EXERCISE BRIEF: When you reach the line containing "haze over mountains" in the entries below, start writing out each line exactly, and stop after the line containing "Category: domed building".
Start of MATERIAL SUPPLIED
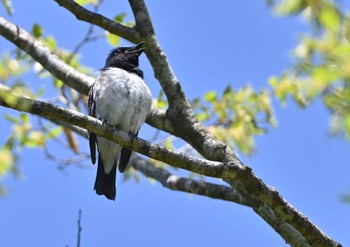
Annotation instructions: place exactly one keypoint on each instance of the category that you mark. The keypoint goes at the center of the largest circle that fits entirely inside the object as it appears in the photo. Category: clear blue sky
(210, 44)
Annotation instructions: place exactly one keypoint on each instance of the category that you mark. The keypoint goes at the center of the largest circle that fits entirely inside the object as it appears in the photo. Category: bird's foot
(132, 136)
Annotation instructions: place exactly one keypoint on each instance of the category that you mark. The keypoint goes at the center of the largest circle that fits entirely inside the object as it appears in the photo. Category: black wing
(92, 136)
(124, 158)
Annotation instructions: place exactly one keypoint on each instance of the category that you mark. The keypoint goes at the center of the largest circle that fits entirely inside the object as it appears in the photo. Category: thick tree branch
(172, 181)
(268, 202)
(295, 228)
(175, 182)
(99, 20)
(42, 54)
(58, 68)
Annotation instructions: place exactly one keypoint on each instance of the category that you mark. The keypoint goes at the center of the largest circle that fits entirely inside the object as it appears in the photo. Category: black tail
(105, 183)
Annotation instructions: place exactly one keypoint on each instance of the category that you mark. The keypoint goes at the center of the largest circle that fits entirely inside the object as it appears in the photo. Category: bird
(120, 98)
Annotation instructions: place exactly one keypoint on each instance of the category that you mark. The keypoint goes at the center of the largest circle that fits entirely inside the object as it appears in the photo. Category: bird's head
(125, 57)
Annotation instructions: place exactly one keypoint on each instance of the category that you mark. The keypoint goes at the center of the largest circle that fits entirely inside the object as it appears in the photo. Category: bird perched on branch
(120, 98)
End of MATERIAL SUPPLIED
Start of MATERIAL SUPPLIED
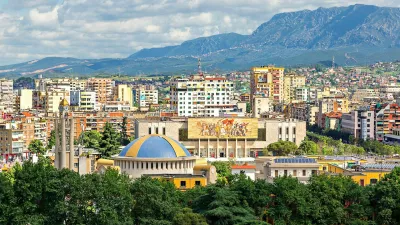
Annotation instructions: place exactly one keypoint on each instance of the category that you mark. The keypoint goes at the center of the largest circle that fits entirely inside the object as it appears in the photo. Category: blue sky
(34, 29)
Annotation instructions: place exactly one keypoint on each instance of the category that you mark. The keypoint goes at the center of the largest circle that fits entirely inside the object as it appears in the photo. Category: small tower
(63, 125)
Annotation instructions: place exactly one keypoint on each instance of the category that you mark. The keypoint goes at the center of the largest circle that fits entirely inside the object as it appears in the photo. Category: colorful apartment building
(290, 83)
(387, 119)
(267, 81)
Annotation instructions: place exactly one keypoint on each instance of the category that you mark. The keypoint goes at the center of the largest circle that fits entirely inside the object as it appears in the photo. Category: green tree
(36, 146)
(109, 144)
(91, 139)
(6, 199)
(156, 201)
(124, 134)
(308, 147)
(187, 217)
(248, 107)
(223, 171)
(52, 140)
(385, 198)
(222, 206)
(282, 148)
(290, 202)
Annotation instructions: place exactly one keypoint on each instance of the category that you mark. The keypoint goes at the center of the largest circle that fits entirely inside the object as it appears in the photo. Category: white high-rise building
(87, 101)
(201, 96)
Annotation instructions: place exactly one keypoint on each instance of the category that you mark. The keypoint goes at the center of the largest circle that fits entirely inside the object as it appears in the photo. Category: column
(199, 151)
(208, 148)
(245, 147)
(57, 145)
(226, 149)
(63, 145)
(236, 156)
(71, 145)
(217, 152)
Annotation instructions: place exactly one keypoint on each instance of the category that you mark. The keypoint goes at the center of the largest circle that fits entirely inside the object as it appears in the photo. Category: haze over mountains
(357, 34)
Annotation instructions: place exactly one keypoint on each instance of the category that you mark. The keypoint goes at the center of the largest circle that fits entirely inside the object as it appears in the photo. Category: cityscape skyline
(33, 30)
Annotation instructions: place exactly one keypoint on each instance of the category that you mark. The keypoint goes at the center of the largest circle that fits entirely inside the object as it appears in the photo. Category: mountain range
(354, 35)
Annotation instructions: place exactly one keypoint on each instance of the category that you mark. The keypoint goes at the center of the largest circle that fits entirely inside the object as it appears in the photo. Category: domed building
End of MATERIAL SUPPLIED
YOUR SOLUTION:
Annotation instructions: place exactly one keypoint on each instance of the category that you mark. The keypoint goes at the center of the largest circle that fits entirely inside the object as it appears in the photo. Category: haze over mountains
(357, 34)
Annotation instructions: place exactly one keypoint on each instance of the category that you mark. The keypoint goes at the center of the largest circle that fits entirely inside the object as it appears in the photo. Category: cityscape skyline
(33, 30)
Annotation instructions: place exactly one keypoint on each instance of the category that you mark. The keypoint goes at the center of the largest circle that fits entirely inside the object as it appears in the photo. Category: mountain range
(354, 35)
Annotation instructions: place exactly one keypoint on each instance of the category that you mark. The keypoint goes at the center of the largest circle that fits entirely inside the object as it appears in the photo. Category: domed building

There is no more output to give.